▸ **THE TASK**:
Express the lines below as a Markdown table with two columns, Row and Line, numbering each row and omitting blank lines.

(Dataset rows)
-------------------------

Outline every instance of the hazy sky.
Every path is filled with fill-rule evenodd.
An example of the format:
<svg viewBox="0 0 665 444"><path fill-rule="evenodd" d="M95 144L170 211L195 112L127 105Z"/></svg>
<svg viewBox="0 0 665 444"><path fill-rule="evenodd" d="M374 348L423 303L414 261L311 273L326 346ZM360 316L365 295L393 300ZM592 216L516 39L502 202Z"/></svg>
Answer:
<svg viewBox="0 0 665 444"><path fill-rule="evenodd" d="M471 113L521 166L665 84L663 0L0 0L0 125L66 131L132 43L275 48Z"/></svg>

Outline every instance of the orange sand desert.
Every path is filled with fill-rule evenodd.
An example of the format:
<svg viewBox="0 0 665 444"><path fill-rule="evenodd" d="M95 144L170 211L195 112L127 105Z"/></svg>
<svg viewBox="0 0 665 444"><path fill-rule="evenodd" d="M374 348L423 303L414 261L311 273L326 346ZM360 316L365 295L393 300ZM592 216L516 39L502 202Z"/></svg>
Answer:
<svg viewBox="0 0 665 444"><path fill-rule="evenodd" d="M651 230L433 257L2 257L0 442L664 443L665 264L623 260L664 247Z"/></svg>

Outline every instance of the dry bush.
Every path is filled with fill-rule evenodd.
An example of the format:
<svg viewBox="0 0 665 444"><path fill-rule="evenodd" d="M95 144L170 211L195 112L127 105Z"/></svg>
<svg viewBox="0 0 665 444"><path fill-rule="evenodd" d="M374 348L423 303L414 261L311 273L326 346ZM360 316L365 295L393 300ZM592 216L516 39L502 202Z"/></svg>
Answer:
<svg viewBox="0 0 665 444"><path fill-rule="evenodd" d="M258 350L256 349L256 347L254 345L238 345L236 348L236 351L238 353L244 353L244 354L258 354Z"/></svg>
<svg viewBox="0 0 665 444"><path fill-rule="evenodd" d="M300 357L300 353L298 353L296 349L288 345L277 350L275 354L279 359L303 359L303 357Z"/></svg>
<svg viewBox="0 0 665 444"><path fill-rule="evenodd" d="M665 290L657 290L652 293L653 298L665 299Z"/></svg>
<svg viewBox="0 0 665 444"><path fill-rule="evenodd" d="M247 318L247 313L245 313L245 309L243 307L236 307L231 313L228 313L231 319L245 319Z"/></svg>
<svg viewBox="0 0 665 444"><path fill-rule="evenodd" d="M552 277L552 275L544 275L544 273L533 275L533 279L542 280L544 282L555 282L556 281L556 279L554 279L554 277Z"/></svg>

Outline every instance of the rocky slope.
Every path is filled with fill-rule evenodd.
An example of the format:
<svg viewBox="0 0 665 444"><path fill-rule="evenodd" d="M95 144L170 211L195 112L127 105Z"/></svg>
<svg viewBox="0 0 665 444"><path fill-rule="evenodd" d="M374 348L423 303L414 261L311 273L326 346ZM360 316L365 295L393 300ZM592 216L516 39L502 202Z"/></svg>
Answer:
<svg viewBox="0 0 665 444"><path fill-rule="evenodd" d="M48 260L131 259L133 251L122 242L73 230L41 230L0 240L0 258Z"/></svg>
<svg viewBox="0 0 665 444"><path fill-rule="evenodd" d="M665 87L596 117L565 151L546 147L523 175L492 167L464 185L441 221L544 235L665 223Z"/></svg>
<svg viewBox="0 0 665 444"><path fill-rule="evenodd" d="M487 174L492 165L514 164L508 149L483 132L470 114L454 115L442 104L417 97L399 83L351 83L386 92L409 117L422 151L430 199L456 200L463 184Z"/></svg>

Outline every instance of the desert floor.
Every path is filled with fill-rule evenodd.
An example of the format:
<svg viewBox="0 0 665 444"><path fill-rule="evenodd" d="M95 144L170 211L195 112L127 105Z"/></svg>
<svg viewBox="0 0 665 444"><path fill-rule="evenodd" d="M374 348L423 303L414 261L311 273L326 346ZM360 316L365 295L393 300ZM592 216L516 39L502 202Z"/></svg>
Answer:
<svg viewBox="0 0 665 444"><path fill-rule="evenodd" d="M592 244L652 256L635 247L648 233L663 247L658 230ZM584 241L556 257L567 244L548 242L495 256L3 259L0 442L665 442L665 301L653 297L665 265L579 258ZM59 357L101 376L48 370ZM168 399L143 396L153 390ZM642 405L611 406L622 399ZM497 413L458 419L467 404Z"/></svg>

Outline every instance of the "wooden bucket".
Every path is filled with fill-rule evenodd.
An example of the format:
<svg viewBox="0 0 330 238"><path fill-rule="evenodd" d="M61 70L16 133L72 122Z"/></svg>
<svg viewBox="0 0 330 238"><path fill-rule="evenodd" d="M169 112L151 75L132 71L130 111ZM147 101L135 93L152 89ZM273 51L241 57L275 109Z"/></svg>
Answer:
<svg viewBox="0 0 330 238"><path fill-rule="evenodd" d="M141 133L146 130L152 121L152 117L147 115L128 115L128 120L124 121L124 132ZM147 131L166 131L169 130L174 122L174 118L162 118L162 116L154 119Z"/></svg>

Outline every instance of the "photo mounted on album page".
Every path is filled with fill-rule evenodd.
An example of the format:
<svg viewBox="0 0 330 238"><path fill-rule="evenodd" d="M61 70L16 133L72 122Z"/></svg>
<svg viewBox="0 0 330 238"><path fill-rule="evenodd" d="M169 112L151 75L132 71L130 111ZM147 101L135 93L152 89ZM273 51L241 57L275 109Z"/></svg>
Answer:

-------------------------

▸ **RESPONSE BELOW**:
| Row | Line |
|---|---|
| 1 | Outline every instance of the hazy sky. |
| 2 | Every path is filled with fill-rule evenodd. |
| 3 | An example of the format: |
| 4 | <svg viewBox="0 0 665 444"><path fill-rule="evenodd" d="M95 144L170 211L195 112L127 105Z"/></svg> |
| 5 | <svg viewBox="0 0 665 444"><path fill-rule="evenodd" d="M374 348L423 303L414 261L311 273L326 346ZM360 316L365 295L393 300ZM592 216L516 39L502 202Z"/></svg> |
| 6 | Answer: |
| 7 | <svg viewBox="0 0 665 444"><path fill-rule="evenodd" d="M471 113L521 166L665 84L663 0L0 0L0 125L66 131L132 43L275 48Z"/></svg> |
| 8 | Outline every instance of the orange sand desert. |
| 9 | Every path is filled with fill-rule evenodd. |
| 10 | An example of the format: |
| 11 | <svg viewBox="0 0 665 444"><path fill-rule="evenodd" d="M95 144L170 211L195 112L127 105Z"/></svg> |
| 12 | <svg viewBox="0 0 665 444"><path fill-rule="evenodd" d="M374 348L423 303L414 261L311 273L326 346ZM360 316L365 295L393 300ZM592 216L516 39L502 202Z"/></svg> |
| 13 | Answer: |
| 14 | <svg viewBox="0 0 665 444"><path fill-rule="evenodd" d="M651 230L433 257L2 257L0 442L664 443L665 264L623 260L664 247Z"/></svg> |
| 15 | Outline every instance of the dry bush. |
| 16 | Every path is filled with fill-rule evenodd. |
| 17 | An example of the format: |
| 18 | <svg viewBox="0 0 665 444"><path fill-rule="evenodd" d="M95 144L170 211L195 112L127 105Z"/></svg> |
| 19 | <svg viewBox="0 0 665 444"><path fill-rule="evenodd" d="M374 348L423 303L414 261L311 273L326 346ZM360 316L365 295L393 300ZM592 216L516 39L502 202Z"/></svg> |
| 20 | Answer: |
| 21 | <svg viewBox="0 0 665 444"><path fill-rule="evenodd" d="M258 350L256 349L256 347L254 345L238 345L236 348L236 351L238 353L244 353L244 354L258 354Z"/></svg> |
| 22 | <svg viewBox="0 0 665 444"><path fill-rule="evenodd" d="M300 357L300 353L298 353L296 349L288 345L277 350L275 354L279 359L303 359L303 357Z"/></svg> |
| 23 | <svg viewBox="0 0 665 444"><path fill-rule="evenodd" d="M665 290L657 290L652 293L653 298L665 299Z"/></svg> |
| 24 | <svg viewBox="0 0 665 444"><path fill-rule="evenodd" d="M247 318L247 313L245 313L245 309L243 307L236 307L231 313L228 313L231 319L245 319Z"/></svg> |
| 25 | <svg viewBox="0 0 665 444"><path fill-rule="evenodd" d="M552 277L552 275L544 275L544 273L533 275L533 279L542 280L544 282L555 282L556 281L556 279L554 279L554 277Z"/></svg> |
| 26 | Outline every instance of the rocky slope. |
| 27 | Every path is filled with fill-rule evenodd. |
| 28 | An example of the format: |
| 29 | <svg viewBox="0 0 665 444"><path fill-rule="evenodd" d="M95 144L170 211L195 112L127 105Z"/></svg> |
| 30 | <svg viewBox="0 0 665 444"><path fill-rule="evenodd" d="M374 348L423 303L414 261L311 273L326 346ZM360 316L365 295L393 300ZM592 216L516 39L502 202Z"/></svg> |
| 31 | Answer: |
| 32 | <svg viewBox="0 0 665 444"><path fill-rule="evenodd" d="M48 260L131 259L133 251L122 242L73 230L41 230L0 240L0 258Z"/></svg> |
| 33 | <svg viewBox="0 0 665 444"><path fill-rule="evenodd" d="M665 87L596 117L565 151L546 147L523 175L492 167L464 185L441 221L544 235L665 223Z"/></svg> |
| 34 | <svg viewBox="0 0 665 444"><path fill-rule="evenodd" d="M487 174L492 165L514 164L508 149L483 132L470 114L454 115L442 104L417 97L399 83L351 83L386 92L409 117L422 151L430 199L456 200L463 184Z"/></svg> |
| 35 | Outline every instance of the desert floor. |
| 36 | Every path is filled with fill-rule evenodd. |
| 37 | An example of the format: |
| 38 | <svg viewBox="0 0 665 444"><path fill-rule="evenodd" d="M95 144L170 211L195 112L127 105Z"/></svg> |
| 39 | <svg viewBox="0 0 665 444"><path fill-rule="evenodd" d="M374 348L423 303L414 261L311 273L326 346ZM360 316L365 295L393 300ZM592 216L516 39L502 202Z"/></svg> |
| 40 | Answer: |
| 41 | <svg viewBox="0 0 665 444"><path fill-rule="evenodd" d="M592 244L652 256L635 247L648 233L663 247L658 230ZM584 241L556 257L567 244L548 242L495 256L3 259L0 442L665 442L665 301L653 297L665 265L579 258ZM59 357L101 376L48 370ZM168 399L143 396L153 390ZM642 405L611 406L622 399ZM497 413L458 419L467 404Z"/></svg> |
| 42 | Outline every instance of the "wooden bucket". |
| 43 | Every path is filled with fill-rule evenodd. |
| 44 | An example of the format: |
| 45 | <svg viewBox="0 0 330 238"><path fill-rule="evenodd" d="M61 70L16 133L72 122Z"/></svg> |
| 46 | <svg viewBox="0 0 330 238"><path fill-rule="evenodd" d="M169 112L151 75L132 71L130 111ZM147 101L135 93L152 89ZM273 51L241 57L275 109Z"/></svg> |
| 47 | Answer: |
| 48 | <svg viewBox="0 0 330 238"><path fill-rule="evenodd" d="M141 133L146 130L152 121L152 117L147 115L128 115L128 120L124 121L124 132ZM147 131L166 131L169 130L174 122L174 118L162 118L162 116L154 119Z"/></svg> |
| 49 | Outline every instance of the "photo mounted on album page". |
| 50 | Every path is filled with fill-rule evenodd. |
| 51 | An example of the format: |
| 52 | <svg viewBox="0 0 330 238"><path fill-rule="evenodd" d="M61 70L16 133L72 122Z"/></svg> |
| 53 | <svg viewBox="0 0 330 238"><path fill-rule="evenodd" d="M169 112L151 75L132 71L130 111ZM147 101L135 93L152 89ZM273 51L241 57L275 109Z"/></svg> |
| 54 | Answer: |